WHAT YOU NEED TO DO: Write every record out again exactly as given.

┌────────

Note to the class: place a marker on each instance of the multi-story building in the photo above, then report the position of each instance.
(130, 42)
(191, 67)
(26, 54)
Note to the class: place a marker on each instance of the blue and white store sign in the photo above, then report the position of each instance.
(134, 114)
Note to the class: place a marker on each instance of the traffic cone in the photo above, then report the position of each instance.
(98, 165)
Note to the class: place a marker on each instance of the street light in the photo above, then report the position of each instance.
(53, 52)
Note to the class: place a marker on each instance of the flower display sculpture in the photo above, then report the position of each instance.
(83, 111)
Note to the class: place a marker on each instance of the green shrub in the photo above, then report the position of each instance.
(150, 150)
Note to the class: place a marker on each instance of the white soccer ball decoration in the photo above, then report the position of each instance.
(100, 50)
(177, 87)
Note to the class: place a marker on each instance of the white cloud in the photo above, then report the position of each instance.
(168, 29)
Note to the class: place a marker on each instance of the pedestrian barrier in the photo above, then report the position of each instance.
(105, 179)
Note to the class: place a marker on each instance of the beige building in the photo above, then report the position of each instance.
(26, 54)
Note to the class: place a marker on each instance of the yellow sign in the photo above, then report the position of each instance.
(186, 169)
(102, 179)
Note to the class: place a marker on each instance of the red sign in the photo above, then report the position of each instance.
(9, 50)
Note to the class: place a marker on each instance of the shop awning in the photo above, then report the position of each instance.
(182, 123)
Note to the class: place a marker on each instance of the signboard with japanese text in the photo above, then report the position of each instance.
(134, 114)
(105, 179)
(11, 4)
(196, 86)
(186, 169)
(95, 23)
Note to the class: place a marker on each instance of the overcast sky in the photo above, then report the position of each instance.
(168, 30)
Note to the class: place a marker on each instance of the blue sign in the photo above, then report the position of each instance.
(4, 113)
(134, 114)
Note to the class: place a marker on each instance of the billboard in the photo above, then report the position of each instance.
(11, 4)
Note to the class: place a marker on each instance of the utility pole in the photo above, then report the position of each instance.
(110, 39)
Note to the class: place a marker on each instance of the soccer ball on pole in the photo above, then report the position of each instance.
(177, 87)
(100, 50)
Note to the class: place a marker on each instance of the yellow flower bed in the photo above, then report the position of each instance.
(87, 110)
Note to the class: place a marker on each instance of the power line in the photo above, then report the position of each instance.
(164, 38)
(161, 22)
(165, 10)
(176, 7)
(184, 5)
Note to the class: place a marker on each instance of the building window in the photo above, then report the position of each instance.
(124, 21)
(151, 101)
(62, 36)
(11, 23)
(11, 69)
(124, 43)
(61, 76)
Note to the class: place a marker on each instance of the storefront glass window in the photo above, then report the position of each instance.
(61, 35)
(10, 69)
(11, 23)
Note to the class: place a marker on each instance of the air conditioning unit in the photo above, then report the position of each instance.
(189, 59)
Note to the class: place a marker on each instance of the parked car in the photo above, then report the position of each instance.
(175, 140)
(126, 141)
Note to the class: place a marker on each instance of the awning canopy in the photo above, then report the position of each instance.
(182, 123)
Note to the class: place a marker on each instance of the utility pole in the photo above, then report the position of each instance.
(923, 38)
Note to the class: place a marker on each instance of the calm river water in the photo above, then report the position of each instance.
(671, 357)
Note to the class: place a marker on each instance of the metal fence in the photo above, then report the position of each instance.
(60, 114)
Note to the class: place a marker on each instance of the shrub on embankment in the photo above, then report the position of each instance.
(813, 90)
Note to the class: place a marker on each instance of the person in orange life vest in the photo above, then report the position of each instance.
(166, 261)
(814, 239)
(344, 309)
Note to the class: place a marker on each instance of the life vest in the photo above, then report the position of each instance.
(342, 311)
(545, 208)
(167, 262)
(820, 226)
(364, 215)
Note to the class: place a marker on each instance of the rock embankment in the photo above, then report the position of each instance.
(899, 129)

└────────

RESPONSE:
Note to the class: place a marker on each instance of the multi-story building in the photo above, then report the position of each instance.
(130, 42)
(191, 67)
(26, 54)
Note to the class: place a marker on each instance of the blue and white store sign in the photo above, then report the position of each instance.
(134, 114)
Note to the class: place a marker on each instance of the traffic cone in the photo above, then report the position of each instance.
(98, 165)
Note to the class: place a marker on each instance of the street light in the photo above, then report the position of each instance.
(53, 52)
Note to the class: place a marker on each instance of the flower display sculpture in the photo above, then report the position of each instance.
(83, 111)
Note to the class: place a marker on each instance of the green shrub in the photo above, then report the position of each instance.
(150, 150)
Note to the class: place a marker on each instance of the white soccer ball decoration in the photo above, then report the position of each instance.
(100, 50)
(177, 87)
Note to the class: place a marker on each instance of the white cloud in the photo above, then report the position of each instance.
(168, 29)
Note to the class: place a marker on each instance of the pedestrian barrier in the photo above, then report the position of each instance.
(105, 179)
Note to the class: place a marker on each instance of the beige building in the photo above, then report the position of each instance.
(26, 54)
Note to the class: place a marker on each instance of the yellow sign in the photo above, then report the position of each instance.
(186, 169)
(102, 179)
Note to the class: place a marker on each instance of the red sign in the photo above, then report the position of each instance.
(9, 50)
Note to the class: place a marker on each instance of the shop awning in the photo above, then report the position of each instance.
(182, 123)
Note to the class: place a marker on each instance of the signboard with japanese text in the photo above, then report the position of each instance.
(134, 114)
(105, 179)
(11, 4)
(196, 86)
(186, 169)
(95, 23)
Note to the class: place a marker on each instance of the overcast sky in the photo above, then report the position of each instance.
(168, 30)
Note to the class: place a marker on each instance of the blue sign in the photo above, then report the position of each instance.
(4, 113)
(134, 114)
Note to the class: place a marker on each instance of the billboard in the photo above, then report the position of each instance.
(11, 4)
Note to the class: place a marker on each instance of the utility pole in the photo above, then report the position of each instance.
(110, 39)
Note to the class: place a marker on each instance of the soccer ball on pole in the photo above, then report the position of each instance.
(177, 87)
(100, 50)
Note to the class: place a marker on each instance of the yellow flower bed in the photo above, then report the position of each instance.
(87, 110)
Note to the class: place a marker on each instance of the power line in the photo above, then report the position of each instance.
(164, 38)
(161, 22)
(165, 10)
(176, 7)
(184, 5)
Note to the class: place a marker on each instance of the building window in the photo above, then report the position of each instance.
(124, 21)
(151, 101)
(62, 36)
(11, 23)
(11, 69)
(124, 43)
(61, 76)
Note to the class: place a marker on each instance of the storefront glass window in the photo above, then report the position of each instance.
(61, 35)
(10, 69)
(11, 23)
Note to the class: place a marker on each instance of the air conditioning unit in the photo above, then report the position of each instance.
(189, 59)
Note to the class: place a marker on each instance of the parked car in the photo above, then report the position of each instance.
(175, 140)
(126, 141)
Note to the class: place a marker on each instance of the awning canopy in the photo above, then report the position of each instance.
(182, 123)
Note to the class: place a marker on each instance of the utility pole in the photo above, then report the position of each instance.
(923, 38)
Note to the class: place a marker on each instance of the calm river water in the photo above, then report the position of each instance.
(671, 357)
Note to the class: place a marker on each instance of the metal fence in the photo above, then report the position of each instance.
(60, 114)
Note to the class: place a marker on each instance of the shrub on embankment in the photo above, then report the position of each instance.
(813, 90)
Note to the class: place a marker on each instance of the person in orange life vest in the photo above, then report the position of each instance.
(166, 261)
(814, 239)
(344, 309)
Note to the class: place a marker on each instance of the life vest in the photo above, then report the position of each instance.
(342, 311)
(545, 208)
(167, 262)
(820, 226)
(364, 215)
Note to the class: place a marker on each instance of the rock embankment in the photo above, then report the position of each instance.
(899, 129)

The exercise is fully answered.